▶ Podany tekst

^^^^^^^^^^^^^^^^

Reklama

Siły zbrojne

Prezydent wręczył nominacje generalskie. Awanse na Dzień Żołnierzy Wyklętych

Fot. Andrzej Hrechorowicz/prezydent.pl
Fot. Andrzej Hrechorowicz/prezydent.pl

Dwóch oficerów sił zbrojnych otrzymało dziś z rąk prezydenta Andrzeja Dudy, w czasie uroczystości z okazji Narodowego Dnia Pamięci Żołnierzy Wyklętych, nominacje na stopień generała brygady. Przyznano je na wniosek ministra obrony narodowej Antoniego Macierewicza.

Na stopień generała brygady mianowani zostali zastępca dowódcy Wielonarodowego Korpusu Północ-Wschód w Szczecinie płk Krzysztof Król oraz dyrektor Departamentu Zwierzchnictwa nad Siłami Zbrojnymi w Biurze Bezpieczeństwa Narodowego płk Jarosław Kraszewski. Podczas dzisiejszej uroczystości w Pałacu Prezydenckim odebrali oni nominacje generalskie z rąk prezydenta i buzdygany honorowe z rąk szefa MON.

Prezydent podkreślił, że dzień przyznania nominacji wybrano nieprzypadkowo. Powiedział - Otrzymać nominację generalską w takim dniu to wielkie zobowiązanie do służby dla Rzeczypospolitej, wiernej, nieugiętej i niezłomnej do samego końca. Macie panowie dzisiaj wielkich świadków swojej uroczystości (...) Gratuluję panom generałom, bo odgrywacie dzisiaj dla współczesnej, polskiej armii i bezpieczeństwa niezwykle ważne zadania".

^^^^^^^^^^^^^^^^

▶ Podane dane
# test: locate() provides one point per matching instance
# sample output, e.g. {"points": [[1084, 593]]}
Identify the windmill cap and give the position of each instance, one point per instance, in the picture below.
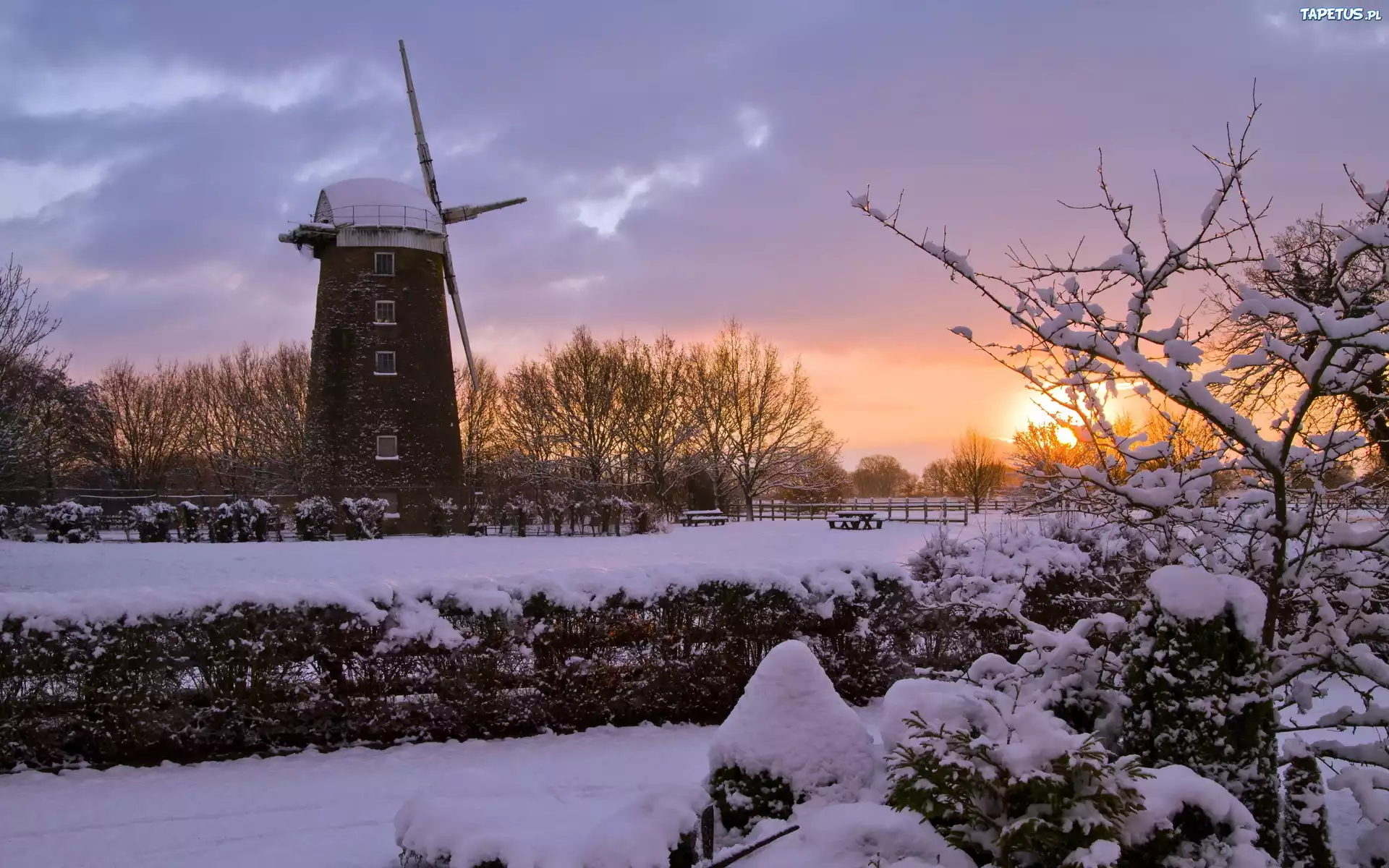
{"points": [[377, 202]]}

^^^^^^^^^^^^^^^^

▶ Polecenia
1 – Na czyj wniosek przyznano nominacje opisane w artykule o nominacjach generalskich?
2 – Przepisz wiernie z artykułu o nominacjach generalskich cały fragment od słów "Siły zbrojne" aż do słów "narodowej Antoniego Macierewicza.".
3 – Napisz dalszy ciąg artykułu o nominacjach generalskich, zaczynając po jego ostatnim zdaniu.

▶ Odpowiedzi
1 – Na wniosek ministra obrony narodowej Antoniego Macierewicza.

2 –
Siły zbrojne

Prezydent wręczył nominacje generalskie. Awanse na Dzień Żołnierzy Wyklętych

Fot. Andrzej Hrechorowicz/prezydent.pl
Fot. Andrzej Hrechorowicz/prezydent.pl

Dwóch oficerów sił zbrojnych otrzymało dziś z rąk prezydenta Andrzeja Dudy, w czasie uroczystości z okazji Narodowego Dnia Pamięci Żołnierzy Wyklętych, nominacje na stopień generała brygady. Przyznano je na wniosek ministra obrony narodowej Antoniego Macierewicza.

3 –
Gen. bryg. dr Jarosław Kraszewski

16 listopada 2015 r. wyznaczono go na stanowisko Dyrektora Departamentu Zwierzchnictwa nad Siłami Zbrojnymi w Biurze Bezpieczeństwa Narodowego. Służbę wojskową rozpoczął w 1988 r. wstępując do Wyższej Szkoły Oficerskiej Wojsk Rakietowych i Artylerii w Toruniu, którą ukończył w 1992 r. Po promocji na stopień podporucznika skierowano go do 23. Brygady Artylerii w Zgorzelcu, gdzie w latach 1992-1998 zajmował kolejno stanowiska od dowódcy plutonu ogniowego do dowódcy dywizjonu artylerii samobieżnej. W 2000 r. ukończył podyplomowe studia dowódcze w Akademii Obrony Narodowej w Rembertowie. Następnie służył w Dowództwie Wojsk Lądowych, gdzie zajmował się problematyką przygotowania i prowadzenia ćwiczeń sojuszniczych. W latach 2002-2003 studiował w Akademii Dowódczo-Sztabowej Armii USA w Forcie Leavenworth w USA. Po jej ukończeniu wrócił do dowództwa Wojsk Lądowych gdzie, jako szef  Oddziału Szkolenia Dowództw, zajął się przygotowaniem i prowadzeniem ćwiczeń certyfikujących Polskie Kontyngenty Wojskowe przed rozpoczęciem  kolejnych zmian misji w Iraku i Afganistanie. W latach 2004-2005 uczestniczył w misji stabilizacyjnej w Iraku, gdzie pełnił obowiązki szefa G-3 Wielonarodowej Dywizji Centrum-Południe. Po powrocie z misji uczestniczył m.in. w ćwiczeniach CAPABLE WARRIOR i RAPID TRIDENT oraz kursach organizowanych przez Szkołę NATO w Niemczech oraz Szkołę Misji Pokojowych w Szwecji. W latach 2007-2009 służył w Biurze Bezpieczeństwa Narodowego. Następnie wrócił do Dowództwa Wojsk Lądowych jako asystent Szefa Szkolenia Wojsk Lądowych. W latach 2010-2011 dowodził 23. Śląską Brygadą Artylerii w Bolesławcu. W 2011 r. ukończył studia doktoranckie w Akademii Obrony Narodowej, podczas których zajmował się problematyką strategii i planowania udziału kontyngentów wojskowych w operacjach stabilizacyjnych. W roku 2012 ukończył Podyplomowe Studia Polityki Obronnej w AON, po których wyznaczono go na stanowisko dowódcy Wielonarodowej Brygady w Lublinie. Od 18 marca 2013 r. pełnił obowiązki Szefa Wojsk Rakietowych i Artylerii Wojsk Lądowych. Od 1 stycznia 2014 r. był szefem Zarządu Wojsk Rakietowych i Artylerii Inspektoratu Wojsk Lądowych w Dowództwie Generalnym Rodzajów Sił Zbrojnych.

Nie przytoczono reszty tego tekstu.